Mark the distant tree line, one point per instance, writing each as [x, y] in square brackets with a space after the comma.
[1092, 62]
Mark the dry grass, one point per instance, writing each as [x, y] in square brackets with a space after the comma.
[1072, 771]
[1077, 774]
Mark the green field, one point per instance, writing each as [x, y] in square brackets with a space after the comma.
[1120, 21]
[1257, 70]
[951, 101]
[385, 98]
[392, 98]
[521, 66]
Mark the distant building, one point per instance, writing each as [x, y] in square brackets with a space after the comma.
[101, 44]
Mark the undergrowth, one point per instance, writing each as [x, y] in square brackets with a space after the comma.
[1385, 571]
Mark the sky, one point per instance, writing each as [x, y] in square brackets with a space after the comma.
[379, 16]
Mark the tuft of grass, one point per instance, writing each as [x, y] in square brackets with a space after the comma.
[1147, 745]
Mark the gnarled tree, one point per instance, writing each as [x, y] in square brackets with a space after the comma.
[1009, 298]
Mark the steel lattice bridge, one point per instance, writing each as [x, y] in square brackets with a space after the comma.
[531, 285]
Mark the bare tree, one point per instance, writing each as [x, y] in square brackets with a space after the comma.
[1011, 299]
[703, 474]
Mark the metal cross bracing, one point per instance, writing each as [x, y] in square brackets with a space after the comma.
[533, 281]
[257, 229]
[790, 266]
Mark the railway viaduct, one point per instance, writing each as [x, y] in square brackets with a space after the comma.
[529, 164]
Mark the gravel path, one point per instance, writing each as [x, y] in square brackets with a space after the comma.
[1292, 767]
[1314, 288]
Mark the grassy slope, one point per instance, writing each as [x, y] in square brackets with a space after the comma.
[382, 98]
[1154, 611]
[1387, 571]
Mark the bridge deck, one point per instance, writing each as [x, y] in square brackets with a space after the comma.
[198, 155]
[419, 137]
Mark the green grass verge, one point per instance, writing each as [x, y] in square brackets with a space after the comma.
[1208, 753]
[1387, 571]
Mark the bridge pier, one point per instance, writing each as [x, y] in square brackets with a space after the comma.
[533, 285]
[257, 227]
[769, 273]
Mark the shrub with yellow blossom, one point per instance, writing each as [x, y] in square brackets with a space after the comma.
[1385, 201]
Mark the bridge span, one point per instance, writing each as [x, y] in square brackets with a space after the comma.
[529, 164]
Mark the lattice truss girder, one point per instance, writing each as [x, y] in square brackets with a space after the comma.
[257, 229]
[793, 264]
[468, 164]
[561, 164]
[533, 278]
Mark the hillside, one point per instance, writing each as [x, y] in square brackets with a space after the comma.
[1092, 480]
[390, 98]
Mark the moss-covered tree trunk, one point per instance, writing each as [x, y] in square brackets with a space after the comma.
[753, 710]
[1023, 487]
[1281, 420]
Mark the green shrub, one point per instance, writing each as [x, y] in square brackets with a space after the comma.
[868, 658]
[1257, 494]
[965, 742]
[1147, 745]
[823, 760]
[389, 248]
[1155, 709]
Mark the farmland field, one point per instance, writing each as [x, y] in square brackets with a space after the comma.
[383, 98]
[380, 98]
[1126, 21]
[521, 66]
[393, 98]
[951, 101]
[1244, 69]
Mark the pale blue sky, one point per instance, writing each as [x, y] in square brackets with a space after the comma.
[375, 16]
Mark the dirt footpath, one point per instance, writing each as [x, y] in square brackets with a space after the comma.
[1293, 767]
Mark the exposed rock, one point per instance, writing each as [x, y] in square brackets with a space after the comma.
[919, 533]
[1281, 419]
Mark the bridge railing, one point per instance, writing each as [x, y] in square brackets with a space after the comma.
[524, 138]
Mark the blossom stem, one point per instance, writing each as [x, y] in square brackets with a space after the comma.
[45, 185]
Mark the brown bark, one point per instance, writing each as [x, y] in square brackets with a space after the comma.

--------------------------------------------------

> [STATED TASK] Format the listing above as a Markdown table with the columns Number and Record line, giving each line of the listing its own row and leaving out blank lines.

> [SOLUTION TO THIS TASK]
| Number | Record line |
|---|---|
| 1 | Mark the distant tree line, one point per instance, writing each as [x, y] in square brackets with a space after the comma. |
| 2 | [1092, 62] |
| 3 | Mark the dry grass, one point per instance, writing each as [x, y] in square brackets with a space after the comma. |
| 4 | [1072, 771] |
| 5 | [1077, 774] |
| 6 | Mark the green field, one point per instance, writing each as [x, y] in square brackets with a space after the comma. |
| 7 | [1120, 21] |
| 8 | [1257, 70] |
| 9 | [951, 101] |
| 10 | [385, 98] |
| 11 | [392, 98] |
| 12 | [521, 66] |
| 13 | Mark the distant building, one point per instance, writing each as [x, y] in square brackets with a space after the comma. |
| 14 | [101, 44] |
| 15 | Mark the undergrowth, one point per instance, writing each as [x, y] in square brackets with a space after the comma. |
| 16 | [1385, 571] |
| 17 | Mark the sky, one point per instance, writing each as [x, y] in square brackets with a space after the comma. |
| 18 | [379, 16] |
| 19 | Mark the tuft of grass, one point per instance, writing each as [x, y] in square brackets with a space after the comma. |
| 20 | [1147, 745] |
| 21 | Mark the gnarled tree, one point per instance, writing each as [x, y] in square brackets with a space after the comma. |
| 22 | [1009, 298] |
| 23 | Mark the steel lattice bridge, one point per instance, writing each as [x, y] in square brackets with a space after the comma. |
| 24 | [531, 285] |
| 25 | Mark the bare tree, one point per instance, writing each as [x, y] in square brackets with a space after the comma. |
| 26 | [1011, 299] |
| 27 | [703, 474] |
| 28 | Mark the metal cross bracing, one point per instance, writing each as [x, y] in square brackets with a space after the comma. |
| 29 | [533, 281] |
| 30 | [257, 229] |
| 31 | [790, 266] |
| 32 | Mark the railway viaduct, one point per instance, writing each as [x, y] in square brackets with a space after the comma. |
| 33 | [529, 164] |
| 34 | Mark the gravel path, one point per instance, writing each as [x, y] in square brackets with a space after the comma. |
| 35 | [1292, 767] |
| 36 | [1314, 288] |
| 37 | Mark the grassy slope, one point per instance, writing each as [x, y] in square brackets with a space after the comma. |
| 38 | [382, 98] |
| 39 | [1154, 611] |
| 40 | [1387, 571] |
| 41 | Mark the bridge deck, one point per instance, writing each as [x, y] in square brackets with a space after the comma. |
| 42 | [198, 155] |
| 43 | [419, 137] |
| 44 | Mark the green grass verge, one point per instance, writing each as [x, y] in square brackets with a space after the comma. |
| 45 | [1208, 753] |
| 46 | [1387, 571] |
| 47 | Mark the bridge pier, one point per instance, writing each as [x, y] in square brackets with a space after the comma. |
| 48 | [533, 285] |
| 49 | [257, 227] |
| 50 | [769, 273] |
| 51 | Mark the shrub with yellow blossom, one point per instance, writing each as [x, y] in square brackets with a space after the comma. |
| 52 | [1385, 201] |
| 53 | Mark the bridge span, one point per instance, writing each as [x, y] in square brackets with a space after the comma. |
| 54 | [529, 164] |
| 55 | Mark the lattice truss girder, one point per instance, writing each as [x, y] in square brackets with a space after the comma. |
| 56 | [257, 229] |
| 57 | [793, 264] |
| 58 | [468, 164] |
| 59 | [561, 164] |
| 60 | [533, 278] |
| 61 | Mark the hillside, one point per instance, writing each as [x, y] in square brackets with a space after the comma. |
| 62 | [1092, 480] |
| 63 | [390, 98] |
| 64 | Mark the moss-covered tree trunk, one point per instance, writing each as [x, y] in square brackets with a space after the comma. |
| 65 | [753, 710] |
| 66 | [1023, 487] |
| 67 | [1281, 420] |
| 68 | Mark the green shrub, one point per instance, writing each as [x, y] in square brackets with a space after the comma. |
| 69 | [868, 658] |
| 70 | [1257, 494] |
| 71 | [965, 742] |
| 72 | [1147, 745] |
| 73 | [823, 760] |
| 74 | [389, 248] |
| 75 | [1155, 709] |
| 76 | Mark the farmland field, one point per instance, writing each as [x, y] in square brackets with a space after the comma. |
| 77 | [383, 98] |
| 78 | [380, 98] |
| 79 | [1126, 21] |
| 80 | [521, 66] |
| 81 | [393, 98] |
| 82 | [951, 101] |
| 83 | [1244, 69] |
| 84 | Mark the pale blue sky, one point per instance, writing each as [x, y] in square brackets with a space after the comma. |
| 85 | [375, 16] |
| 86 | Mark the dirt footpath, one point per instance, writing each as [x, y] in square brackets with a space after the comma. |
| 87 | [1293, 767] |
| 88 | Mark the exposed rock, one point per instance, writing each as [x, y] in square brackets with a space after the comma. |
| 89 | [919, 533] |
| 90 | [1281, 419] |
| 91 | Mark the bridge railing, one point per instance, writing each as [x, y] in square brackets with a space after the comma. |
| 92 | [524, 138] |
| 93 | Mark the blossom stem, one point per instance, writing each as [x, y] in square brackets with a space after the comma. |
| 94 | [45, 185] |
| 95 | Mark the brown bark, one point per instance, writing each as [x, y] in square brackets with a space after the comma. |